Obviously, Westbrook’s Thunder aren’t going to be a traditional squad of an MVP winner. In the past 10 seasons, the average number of games won by teams with the MVP is a gaudy 63.5. Kobe Bryant’s 2007-08 Lakers are the weakest link of the group, with “only” 57 wins.
The Thunder should be somewhere in the 45- to 50-win range, which would definitely weaken Westbrook’s case. However, the physical freak’s statistics and impact are going to be through the roof, so he’ll be hard to deny if the Thunder cross that 50-win barrier.
Projected 2016-17 per-game statistics: 35.3 minutes, 26.9 points, 7.6 rebounds, 10.3 assists, 2.0 steals, 0.4 blocks, 29.4 PER, 0.206 win shares per 48 minutes
2. Kawhi Leonard, San Antonio Spurs
2015-16 per-game statistics: 33.1 minutes, 21.2 points, 6.8 rebounds, 2.6 assists, 1.8 steals, 1.0 blocks, 26.0 PER, 0.277 win shares per 48 minutes
Leonard finished second last year in MVP voting, and it was an unpopular decision. Lots of people more focused on box-score statistics thought LeBron James, Kevin Durant and Russell Westbrook easily deserved the spot ahead of him. While the argument was valid, Leonard deserved the spot for being the best player on both ends of the floor for a 67-win team.
In 2016-17, Leonard finishing second should be a much more agreeable result.

**DATA PROVIDED**
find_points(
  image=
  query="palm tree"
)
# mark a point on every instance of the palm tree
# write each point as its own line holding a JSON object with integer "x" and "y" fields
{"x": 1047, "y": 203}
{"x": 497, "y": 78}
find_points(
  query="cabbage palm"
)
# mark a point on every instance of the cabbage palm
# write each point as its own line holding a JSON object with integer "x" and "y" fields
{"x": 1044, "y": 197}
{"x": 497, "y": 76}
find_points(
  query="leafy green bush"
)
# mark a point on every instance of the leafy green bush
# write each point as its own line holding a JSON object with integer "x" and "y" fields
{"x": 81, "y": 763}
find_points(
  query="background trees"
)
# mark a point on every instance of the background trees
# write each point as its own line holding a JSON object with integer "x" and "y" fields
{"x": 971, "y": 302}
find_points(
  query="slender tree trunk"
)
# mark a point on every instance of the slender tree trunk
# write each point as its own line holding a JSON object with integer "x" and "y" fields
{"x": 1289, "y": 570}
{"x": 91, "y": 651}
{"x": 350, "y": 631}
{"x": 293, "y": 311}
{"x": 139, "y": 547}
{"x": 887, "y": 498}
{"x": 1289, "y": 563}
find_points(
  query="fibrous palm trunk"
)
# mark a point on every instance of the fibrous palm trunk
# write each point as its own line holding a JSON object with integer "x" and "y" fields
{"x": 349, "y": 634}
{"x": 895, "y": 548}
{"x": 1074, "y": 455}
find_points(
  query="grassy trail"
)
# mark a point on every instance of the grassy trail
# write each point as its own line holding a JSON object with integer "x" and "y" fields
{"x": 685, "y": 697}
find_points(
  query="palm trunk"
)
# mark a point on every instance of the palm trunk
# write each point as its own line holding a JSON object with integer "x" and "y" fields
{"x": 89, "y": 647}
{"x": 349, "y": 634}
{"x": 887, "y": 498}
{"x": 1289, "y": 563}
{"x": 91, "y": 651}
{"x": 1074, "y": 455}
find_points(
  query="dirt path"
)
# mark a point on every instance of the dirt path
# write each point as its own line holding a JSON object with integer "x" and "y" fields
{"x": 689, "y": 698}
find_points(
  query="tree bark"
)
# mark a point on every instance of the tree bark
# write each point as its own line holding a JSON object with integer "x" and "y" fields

**YOUR TASKS**
(A) Duplicate the MVP excerpt, starting at "The Thunder should" and ending at "that 50-win barrier.".
(B) Answer these questions from the MVP excerpt:
(i) What is the average number of games won by MVP teams over the past 10 seasons?
(ii) In what win range should the Thunder be?
(iii) Where did Leonard finish in MVP voting last year?
(C) Name every basketball player mentioned in the MVP excerpt, listing each one once.

**OUTPUTS**
(A)
The Thunder should be somewhere in the 45- to 50-win range, which would definitely weaken Westbrook’s case. However, the physical freak’s statistics and impact are going to be through the roof, so he’ll be hard to deny if the Thunder cross that 50-win barrier.

(B)
(i) 63.5
(ii) The 45- to 50-win range
(iii) Second

(C)
Russell Westbrook
Kobe Bryant
Kawhi Leonard
LeBron James
Kevin Durant